• **What you should do**
For the material below, return exactly the lines starting at the line containing "Query: young plant" and ending at the line containing "Task: confirm every instance of the brown", both ends included, and no others.

• **Dataset excerpts**
..........
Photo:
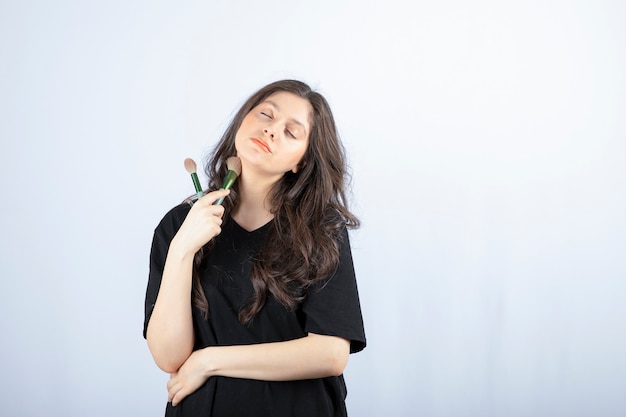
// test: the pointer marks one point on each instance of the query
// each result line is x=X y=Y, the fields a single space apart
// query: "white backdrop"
..........
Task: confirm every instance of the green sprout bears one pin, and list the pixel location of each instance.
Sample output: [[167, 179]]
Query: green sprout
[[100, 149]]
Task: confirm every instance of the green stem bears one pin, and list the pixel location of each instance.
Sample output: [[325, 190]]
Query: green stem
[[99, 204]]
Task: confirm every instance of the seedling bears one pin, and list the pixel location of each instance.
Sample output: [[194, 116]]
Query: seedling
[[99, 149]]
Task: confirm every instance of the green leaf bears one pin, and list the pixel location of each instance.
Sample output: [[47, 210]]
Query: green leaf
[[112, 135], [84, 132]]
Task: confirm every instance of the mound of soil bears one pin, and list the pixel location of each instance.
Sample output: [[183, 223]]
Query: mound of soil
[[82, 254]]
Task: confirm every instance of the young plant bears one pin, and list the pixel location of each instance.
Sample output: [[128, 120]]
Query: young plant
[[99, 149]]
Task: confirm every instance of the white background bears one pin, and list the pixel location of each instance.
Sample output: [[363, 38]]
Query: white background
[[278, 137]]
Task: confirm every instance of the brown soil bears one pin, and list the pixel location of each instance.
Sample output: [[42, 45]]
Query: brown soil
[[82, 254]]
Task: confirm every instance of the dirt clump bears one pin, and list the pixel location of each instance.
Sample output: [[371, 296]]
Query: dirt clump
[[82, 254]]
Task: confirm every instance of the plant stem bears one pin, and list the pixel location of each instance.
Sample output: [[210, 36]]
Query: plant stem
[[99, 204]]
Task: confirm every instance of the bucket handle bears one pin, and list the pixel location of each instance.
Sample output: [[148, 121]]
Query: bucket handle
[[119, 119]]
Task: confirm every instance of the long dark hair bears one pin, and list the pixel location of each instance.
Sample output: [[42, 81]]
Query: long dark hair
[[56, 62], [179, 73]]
..........
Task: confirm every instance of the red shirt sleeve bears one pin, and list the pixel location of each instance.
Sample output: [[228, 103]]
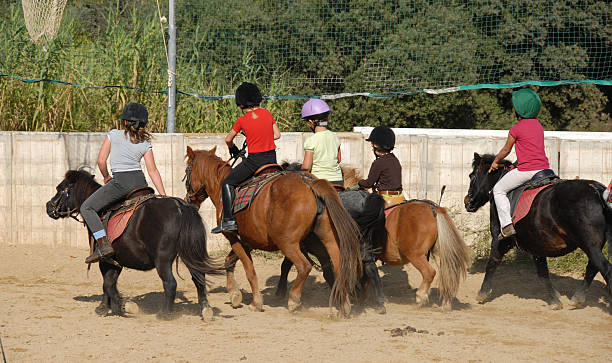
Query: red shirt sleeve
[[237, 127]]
..........
• **Task answer**
Query: young plant
[[99, 149]]
Task: confirm every instance of the white background bears one pin, and list the pixel location of each instance.
Sample output: [[363, 38]]
Query: white background
[[278, 137]]
Task: confirm every instance of the brown soil bears one pin, and list the pixel location of each instance.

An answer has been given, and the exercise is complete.